═══ Dataset ═══
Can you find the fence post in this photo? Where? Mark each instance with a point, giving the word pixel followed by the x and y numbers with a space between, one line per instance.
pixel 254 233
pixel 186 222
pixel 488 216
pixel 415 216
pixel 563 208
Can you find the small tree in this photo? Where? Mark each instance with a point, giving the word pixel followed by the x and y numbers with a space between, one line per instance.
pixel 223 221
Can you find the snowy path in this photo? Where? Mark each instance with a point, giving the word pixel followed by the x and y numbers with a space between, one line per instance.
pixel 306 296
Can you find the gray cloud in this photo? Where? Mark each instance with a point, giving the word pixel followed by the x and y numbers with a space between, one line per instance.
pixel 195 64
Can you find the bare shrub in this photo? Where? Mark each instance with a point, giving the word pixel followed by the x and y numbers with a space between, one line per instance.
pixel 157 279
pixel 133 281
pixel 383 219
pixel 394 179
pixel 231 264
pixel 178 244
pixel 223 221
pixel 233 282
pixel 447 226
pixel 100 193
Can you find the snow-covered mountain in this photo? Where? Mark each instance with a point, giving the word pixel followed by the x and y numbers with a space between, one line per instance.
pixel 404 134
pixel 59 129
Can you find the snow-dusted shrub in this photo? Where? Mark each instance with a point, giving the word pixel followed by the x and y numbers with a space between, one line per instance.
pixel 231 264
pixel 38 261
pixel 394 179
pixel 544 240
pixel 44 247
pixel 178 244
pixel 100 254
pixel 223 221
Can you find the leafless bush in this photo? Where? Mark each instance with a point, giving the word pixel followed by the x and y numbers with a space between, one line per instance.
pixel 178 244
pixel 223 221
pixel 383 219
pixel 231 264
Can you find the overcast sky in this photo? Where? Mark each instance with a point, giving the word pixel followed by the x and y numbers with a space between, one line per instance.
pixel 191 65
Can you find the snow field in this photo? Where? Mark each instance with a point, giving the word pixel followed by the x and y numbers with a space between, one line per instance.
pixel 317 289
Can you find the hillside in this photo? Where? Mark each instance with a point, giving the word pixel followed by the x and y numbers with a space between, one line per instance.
═══
**Stated goal:** Write out all the records above again, substituting "occurrence" for "instance" wherever it occurs and leaving everything else unchanged.

**Full response:**
Can you find the fence post in this photo? Where? Mark each occurrence with a point, giving the word pixel followed by the x and y numbers with a space between, one line per occurrence.
pixel 254 233
pixel 186 222
pixel 488 216
pixel 415 216
pixel 563 208
Can you find the small tree in this photo? Where? Mark each occurrence with a point, giving the word pixel followed by the x and y numbers with a space between, one line per occurrence.
pixel 223 221
Can you find the snowy path in this photo? Where? Mark each occurrence with a point, giving the word pixel followed by the x and y numbers with a space between, one line per occurrence.
pixel 306 296
Can you find the gray cloud in this photo? Where? Mark each occurrence with a point, giving the word pixel followed by the x and y numbers with a space between, one line per occurrence.
pixel 195 64
Can you find the bare shrub in this photo? Where? Mark each occurrence with a point, giving the word pixel followed by the x and y numbers with a space between, one line per occurrence.
pixel 157 279
pixel 133 281
pixel 383 219
pixel 394 179
pixel 231 264
pixel 178 244
pixel 223 221
pixel 233 282
pixel 447 226
pixel 100 193
Can you find the snow-covered mountain in this photo? Where? Mark each occurrence with a point, giving the word pixel followed by the x and y numbers with a space between, one line per occurrence.
pixel 404 134
pixel 59 129
Can you find the snow-dusted shrub in this photo? Where? Mark each occurrence with a point, giving the word pixel followed by the x and y numbers with a space between, one line per occurrence.
pixel 231 264
pixel 38 261
pixel 394 179
pixel 544 240
pixel 44 247
pixel 178 244
pixel 100 254
pixel 223 221
Can you find the leafless bush in this photo? Where? Mark each occurrence with a point, giving the word pixel followed by the x and y numbers with a space between, one line per occurrence.
pixel 178 244
pixel 223 221
pixel 383 219
pixel 231 264
Can you find the overcast sky in this photo? Where? Mark each occurrence with a point, giving the word pixel followed by the x and y numbers with a space between, one line per occurrence.
pixel 191 65
Can you find the snow field in this photo? Where? Mark each occurrence with a point, giving the word pixel followed by the x and y numbers with a space between, one line per occurrence.
pixel 317 289
Can you find the hillside in this photo? Where? Mark each occurrence with a point, giving the word pixel followed by the x and y numbers with a space between, one line per occurrence.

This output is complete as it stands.